WHAT YOU SHOULD DO
Each line from the beginning of the entries below through the line that includes "negative clicks: (269, 140) (265, 142)" must be returned exactly as given.

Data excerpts
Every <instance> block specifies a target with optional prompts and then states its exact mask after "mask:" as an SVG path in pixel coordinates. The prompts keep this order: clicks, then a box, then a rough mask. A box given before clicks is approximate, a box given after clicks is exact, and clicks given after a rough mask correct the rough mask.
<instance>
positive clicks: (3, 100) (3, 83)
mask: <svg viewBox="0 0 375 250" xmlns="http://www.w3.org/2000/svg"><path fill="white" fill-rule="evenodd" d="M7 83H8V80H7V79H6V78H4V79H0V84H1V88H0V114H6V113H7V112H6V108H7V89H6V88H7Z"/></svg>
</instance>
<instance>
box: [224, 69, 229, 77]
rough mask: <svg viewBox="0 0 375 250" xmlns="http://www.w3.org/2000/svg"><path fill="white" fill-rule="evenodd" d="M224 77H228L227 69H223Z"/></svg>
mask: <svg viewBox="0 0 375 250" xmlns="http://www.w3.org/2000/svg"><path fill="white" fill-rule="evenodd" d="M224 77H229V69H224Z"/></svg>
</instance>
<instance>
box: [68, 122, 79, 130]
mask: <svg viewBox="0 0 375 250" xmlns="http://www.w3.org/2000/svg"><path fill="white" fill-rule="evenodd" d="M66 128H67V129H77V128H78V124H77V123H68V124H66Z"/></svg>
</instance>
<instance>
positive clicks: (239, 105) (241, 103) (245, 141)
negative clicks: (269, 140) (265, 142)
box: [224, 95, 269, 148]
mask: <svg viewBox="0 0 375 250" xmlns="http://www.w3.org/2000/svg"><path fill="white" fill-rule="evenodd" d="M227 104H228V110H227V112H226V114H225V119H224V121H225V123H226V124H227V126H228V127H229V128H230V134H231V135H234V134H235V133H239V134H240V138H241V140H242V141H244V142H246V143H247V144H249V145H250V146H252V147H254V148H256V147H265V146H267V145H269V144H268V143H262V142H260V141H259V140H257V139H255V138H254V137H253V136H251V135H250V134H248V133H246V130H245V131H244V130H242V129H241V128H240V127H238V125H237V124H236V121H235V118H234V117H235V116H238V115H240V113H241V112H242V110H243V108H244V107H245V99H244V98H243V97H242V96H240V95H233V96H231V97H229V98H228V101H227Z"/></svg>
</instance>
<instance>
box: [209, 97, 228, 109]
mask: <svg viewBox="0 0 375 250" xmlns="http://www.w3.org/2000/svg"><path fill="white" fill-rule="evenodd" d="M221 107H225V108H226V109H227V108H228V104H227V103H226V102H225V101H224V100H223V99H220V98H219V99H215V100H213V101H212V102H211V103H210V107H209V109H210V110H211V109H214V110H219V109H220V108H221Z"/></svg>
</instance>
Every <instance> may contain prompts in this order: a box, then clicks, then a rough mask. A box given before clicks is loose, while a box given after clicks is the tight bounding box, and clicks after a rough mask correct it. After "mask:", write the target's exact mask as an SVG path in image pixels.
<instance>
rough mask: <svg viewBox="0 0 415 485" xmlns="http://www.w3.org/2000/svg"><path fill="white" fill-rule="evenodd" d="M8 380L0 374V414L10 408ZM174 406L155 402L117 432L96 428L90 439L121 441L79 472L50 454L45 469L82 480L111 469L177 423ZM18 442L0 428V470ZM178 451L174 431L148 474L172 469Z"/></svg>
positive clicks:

EXERCISE ANSWER
Every <instance> block specifies a target with optional prompts and then states its exact mask after "mask:" as an SVG path in pixel coordinates. The prompts keep this order: clicks, then a box, then a rough mask. A box given before clicks is approximate, a box given after clicks is exact, and clicks given after a rough mask correct the rough mask.
<instance>
positive clicks: (3, 100) (3, 83)
mask: <svg viewBox="0 0 375 250" xmlns="http://www.w3.org/2000/svg"><path fill="white" fill-rule="evenodd" d="M7 83H8V80H7V79H6V78H4V79H0V84H1V88H0V114H6V113H7V112H6V108H7V89H6V88H7Z"/></svg>
</instance>
<instance>
box: [224, 69, 229, 77]
rough mask: <svg viewBox="0 0 375 250" xmlns="http://www.w3.org/2000/svg"><path fill="white" fill-rule="evenodd" d="M224 77H228L227 69H223Z"/></svg>
mask: <svg viewBox="0 0 375 250" xmlns="http://www.w3.org/2000/svg"><path fill="white" fill-rule="evenodd" d="M224 77H229V69H224Z"/></svg>
</instance>
<instance>
box: [68, 122, 79, 130]
mask: <svg viewBox="0 0 375 250" xmlns="http://www.w3.org/2000/svg"><path fill="white" fill-rule="evenodd" d="M66 128H67V129H77V128H78V124H77V123H68V124H66Z"/></svg>
</instance>
<instance>
positive clicks: (239, 105) (241, 103) (245, 141)
negative clicks: (269, 140) (265, 142)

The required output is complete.